_Items_:
..............................

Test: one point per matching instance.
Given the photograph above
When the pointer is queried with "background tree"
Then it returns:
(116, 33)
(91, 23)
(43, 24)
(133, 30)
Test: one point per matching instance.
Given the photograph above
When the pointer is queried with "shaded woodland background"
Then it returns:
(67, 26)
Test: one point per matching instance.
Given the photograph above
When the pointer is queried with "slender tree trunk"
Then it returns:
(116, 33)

..............................

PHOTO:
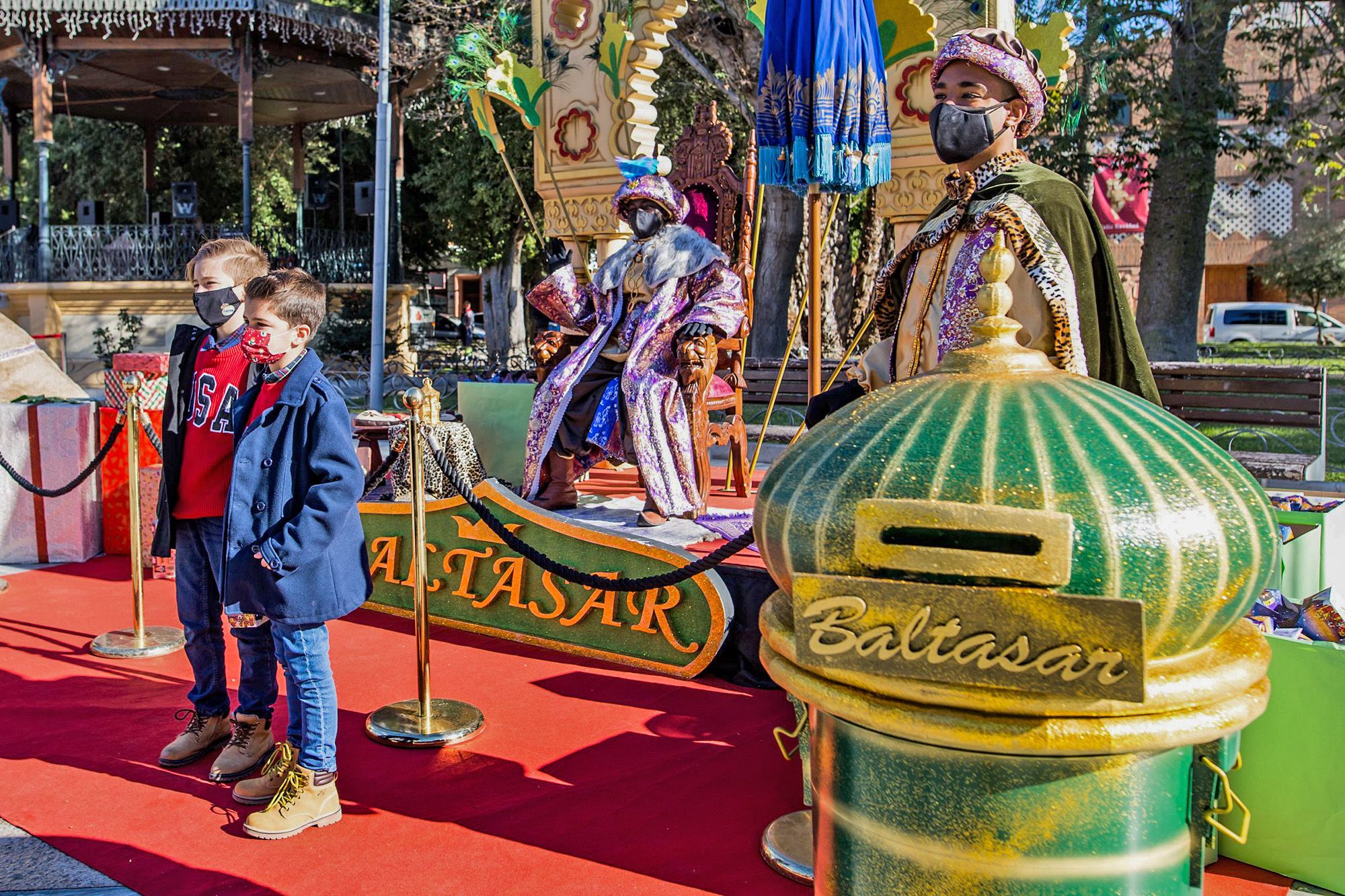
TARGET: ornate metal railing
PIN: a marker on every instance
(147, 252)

..............................

_Do this_:
Locate every line in the rows above that contains the string "pointer" and copy each of those lines out. Count a match only when the case agrees.

_Response to this exercise_:
When the pointer is queried with "background tree"
When the pointer is queried with "shaded woodland background"
When the pointer is queried with "slender tree trunk"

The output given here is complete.